# [Excerpt provided]

** START **

During the nine months ended September 30, 2008, we incurred lease operating expense of $1,287,309. Our average lifting cost for the 2008 period was $1.16 per Mcf. During the nine months ended September 30, 2007, we incurred lease operating expense of $1,162,089. Our average lifting cost for the 2007 period was $0.75 per Mcf. The average lifting cost per Mcf in 2008 was higher due to a workover performed on the Magness well during that period and due to lower production.
12
During the nine months ended September 30, 2008, we incurred net profits interest expense of $601,237 associated with the Magness, the Fannin, and the Mitchell wells as compared to $547,504 during the nine months ended September 30, 2007. The 10% increase resulted from higher gas prices in the nine months ended September 30, 2008 versus 2007. The net profit interest is 12.5% of the net operating profit from our Magness, Fannin, and Mitchell wells.

** END **

# [Rows]
** START **

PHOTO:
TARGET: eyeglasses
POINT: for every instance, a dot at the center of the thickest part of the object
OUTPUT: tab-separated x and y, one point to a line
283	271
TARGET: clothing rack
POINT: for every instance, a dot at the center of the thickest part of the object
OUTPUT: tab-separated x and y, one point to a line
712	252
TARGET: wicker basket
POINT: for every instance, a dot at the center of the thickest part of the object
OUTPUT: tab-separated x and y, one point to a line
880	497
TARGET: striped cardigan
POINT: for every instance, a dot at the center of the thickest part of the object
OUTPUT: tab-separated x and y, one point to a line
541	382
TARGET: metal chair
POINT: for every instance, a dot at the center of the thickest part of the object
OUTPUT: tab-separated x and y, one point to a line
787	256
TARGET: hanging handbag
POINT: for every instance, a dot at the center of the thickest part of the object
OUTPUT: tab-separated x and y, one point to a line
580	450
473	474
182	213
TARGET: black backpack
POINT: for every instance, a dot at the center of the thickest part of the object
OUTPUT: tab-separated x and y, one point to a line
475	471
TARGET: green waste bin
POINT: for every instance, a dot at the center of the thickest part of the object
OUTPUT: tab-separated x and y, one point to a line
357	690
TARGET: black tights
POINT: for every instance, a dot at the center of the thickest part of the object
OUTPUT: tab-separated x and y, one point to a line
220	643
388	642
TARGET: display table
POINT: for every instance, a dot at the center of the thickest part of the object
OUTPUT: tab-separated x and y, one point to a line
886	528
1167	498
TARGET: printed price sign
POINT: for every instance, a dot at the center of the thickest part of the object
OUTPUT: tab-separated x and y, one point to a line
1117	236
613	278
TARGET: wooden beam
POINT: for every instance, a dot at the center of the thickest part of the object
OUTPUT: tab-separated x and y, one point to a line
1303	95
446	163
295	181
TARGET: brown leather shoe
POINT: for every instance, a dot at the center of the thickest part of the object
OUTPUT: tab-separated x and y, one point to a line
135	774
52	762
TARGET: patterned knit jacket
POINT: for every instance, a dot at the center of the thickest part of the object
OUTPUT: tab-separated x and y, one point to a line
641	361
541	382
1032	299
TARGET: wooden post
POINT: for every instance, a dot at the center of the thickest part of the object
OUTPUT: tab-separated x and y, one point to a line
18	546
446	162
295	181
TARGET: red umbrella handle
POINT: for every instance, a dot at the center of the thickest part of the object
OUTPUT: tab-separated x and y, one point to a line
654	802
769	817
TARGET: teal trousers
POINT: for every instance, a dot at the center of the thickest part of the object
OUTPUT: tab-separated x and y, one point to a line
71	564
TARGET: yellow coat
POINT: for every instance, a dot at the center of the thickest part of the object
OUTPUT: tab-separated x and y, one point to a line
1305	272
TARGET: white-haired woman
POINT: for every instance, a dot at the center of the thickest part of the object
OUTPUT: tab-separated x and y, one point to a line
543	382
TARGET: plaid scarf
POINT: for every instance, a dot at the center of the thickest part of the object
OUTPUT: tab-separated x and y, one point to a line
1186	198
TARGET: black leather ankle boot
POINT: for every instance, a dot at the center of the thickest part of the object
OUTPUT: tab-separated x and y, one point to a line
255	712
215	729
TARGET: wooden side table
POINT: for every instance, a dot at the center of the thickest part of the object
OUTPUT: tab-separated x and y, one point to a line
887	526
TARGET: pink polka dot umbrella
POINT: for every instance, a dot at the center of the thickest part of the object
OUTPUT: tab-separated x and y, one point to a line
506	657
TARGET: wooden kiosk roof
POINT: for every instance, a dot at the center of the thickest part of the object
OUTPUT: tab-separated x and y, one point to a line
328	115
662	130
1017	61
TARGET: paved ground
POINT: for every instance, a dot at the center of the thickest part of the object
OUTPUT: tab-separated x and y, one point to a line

** END **

# [Exercise set]
**A)** Answer these from the excerpt on well expenses, one line each:
(i) What lease operating expense was incurred during the nine months ended September 30, 2008?
(ii) What was the average lifting cost for the 2007 period?
(iii) What share of the net operating profit from the Magness, Fannin, and Mitchell wells is the net profit interest?
**B)** Set down the lines of the records from the line containing "TARGET: yellow coat" through the end of the records, unchanged.

# [Task answers]
**A)**
(i) $1,287,309
(ii) $0.75 per Mcf
(iii) 12.5%

**B)**
TARGET: yellow coat
POINT: for every instance, a dot at the center of the thickest part of the object
OUTPUT: tab-separated x and y, one point to a line
1305	272
TARGET: white-haired woman
POINT: for every instance, a dot at the center of the thickest part of the object
OUTPUT: tab-separated x and y, one point to a line
543	382
TARGET: plaid scarf
POINT: for every instance, a dot at the center of the thickest part of the object
OUTPUT: tab-separated x and y, one point to a line
1186	198
TARGET: black leather ankle boot
POINT: for every instance, a dot at the center of the thickest part of the object
OUTPUT: tab-separated x and y, one point to a line
255	712
215	729
TARGET: wooden side table
POINT: for every instance, a dot at the center of the thickest part of the object
OUTPUT: tab-separated x and y, one point to a line
887	526
TARGET: pink polka dot umbrella
POINT: for every instance, a dot at the center of the thickest part of the object
OUTPUT: tab-separated x and y, one point to a line
506	657
TARGET: wooden kiosk roof
POINT: for every instance, a dot at the center of the thickest part of the object
OUTPUT: tab-separated x and y, one point to a line
328	115
662	130
1017	61
TARGET: paved ground
POINT: for every instance, a dot at the center of the thickest part of the object
OUTPUT: tab-separated x and y, one point to a line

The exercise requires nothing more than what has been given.